WHAT YOU ARE ASKED TO DO –
Every line below is to be quoted exactly, with nothing added or dropped.

Collected data entries:
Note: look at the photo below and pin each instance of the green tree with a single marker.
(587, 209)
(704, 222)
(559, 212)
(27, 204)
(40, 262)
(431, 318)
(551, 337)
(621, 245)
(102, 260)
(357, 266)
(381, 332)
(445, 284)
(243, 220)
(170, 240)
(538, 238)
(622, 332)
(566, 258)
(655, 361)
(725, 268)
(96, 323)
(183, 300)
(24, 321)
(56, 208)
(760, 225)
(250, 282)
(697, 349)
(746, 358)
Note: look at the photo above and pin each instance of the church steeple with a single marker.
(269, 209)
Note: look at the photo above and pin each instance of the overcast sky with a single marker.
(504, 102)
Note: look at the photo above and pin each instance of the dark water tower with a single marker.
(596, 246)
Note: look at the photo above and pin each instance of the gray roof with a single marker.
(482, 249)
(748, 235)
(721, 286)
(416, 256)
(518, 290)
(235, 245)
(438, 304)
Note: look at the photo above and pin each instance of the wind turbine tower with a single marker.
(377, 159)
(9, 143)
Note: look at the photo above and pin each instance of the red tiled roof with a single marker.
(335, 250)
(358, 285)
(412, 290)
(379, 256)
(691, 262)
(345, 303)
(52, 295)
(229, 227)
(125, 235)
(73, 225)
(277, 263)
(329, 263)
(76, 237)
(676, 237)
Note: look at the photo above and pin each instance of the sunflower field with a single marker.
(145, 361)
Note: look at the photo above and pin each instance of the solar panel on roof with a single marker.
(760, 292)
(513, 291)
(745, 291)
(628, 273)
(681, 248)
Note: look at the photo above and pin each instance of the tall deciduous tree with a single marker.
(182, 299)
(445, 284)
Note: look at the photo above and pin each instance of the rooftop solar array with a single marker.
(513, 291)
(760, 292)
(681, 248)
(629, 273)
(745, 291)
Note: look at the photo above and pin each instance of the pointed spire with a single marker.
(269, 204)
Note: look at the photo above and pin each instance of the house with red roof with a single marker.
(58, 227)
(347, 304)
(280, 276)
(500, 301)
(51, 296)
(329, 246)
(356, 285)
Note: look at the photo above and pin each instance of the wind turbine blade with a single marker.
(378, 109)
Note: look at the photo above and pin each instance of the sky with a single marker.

EXERCISE RESPONSE –
Note: look at the photo below and pin each instance of the green tree with a single marker.
(587, 209)
(704, 222)
(559, 212)
(27, 204)
(40, 262)
(431, 318)
(551, 337)
(621, 245)
(102, 260)
(357, 266)
(381, 332)
(445, 284)
(243, 220)
(170, 240)
(538, 238)
(622, 332)
(566, 258)
(655, 361)
(725, 268)
(96, 323)
(183, 300)
(24, 321)
(56, 208)
(760, 225)
(250, 282)
(697, 349)
(746, 358)
Note: look at the photo above and pin each instance of the church steeple with a single marker.
(269, 209)
Note: look at the photo above and pin each instance of the overcast sky with a single marker.
(504, 102)
Note: look at the photo above and pin each instance of the dark water tower with a single marker.
(596, 246)
Note: look at the photo above and pin each instance of the gray roof with a single marker.
(482, 249)
(748, 235)
(721, 286)
(416, 256)
(518, 290)
(235, 245)
(438, 304)
Note: look at the photo above and pin each instance of the wind turbine tower with a single marker.
(377, 159)
(9, 143)
Note: look at the photo above and pin each instance of the red tiled roof with a single marker.
(335, 250)
(358, 285)
(412, 290)
(379, 256)
(691, 262)
(345, 303)
(52, 295)
(229, 227)
(125, 235)
(73, 225)
(277, 263)
(329, 263)
(76, 237)
(676, 237)
Note: look at the photo above and pin each instance of the sunflower field with a single marker.
(145, 361)
Note: look at the photo above and pin each instance of the solar panel on roof with a single marker.
(760, 292)
(513, 291)
(745, 291)
(628, 273)
(681, 248)
Note: look at the photo above and pin each instance of the tall deciduous tree with a single marker.
(182, 299)
(445, 284)
Note: look at the photo above and pin each instance of the rooftop solar array with a single marker.
(513, 291)
(760, 292)
(681, 248)
(629, 273)
(745, 291)
Note: look at the photo above and pin each instance of the pointed spire with a single marker.
(269, 204)
Note: look at the photo above and pin each instance of the house with red roof with a single marker.
(58, 227)
(347, 304)
(280, 276)
(500, 301)
(51, 296)
(329, 246)
(356, 285)
Note: look at the photo above and pin each instance of the wind turbine blade with a single marker.
(378, 109)
Note: look at the photo above and pin each instance of the sky with a single marker.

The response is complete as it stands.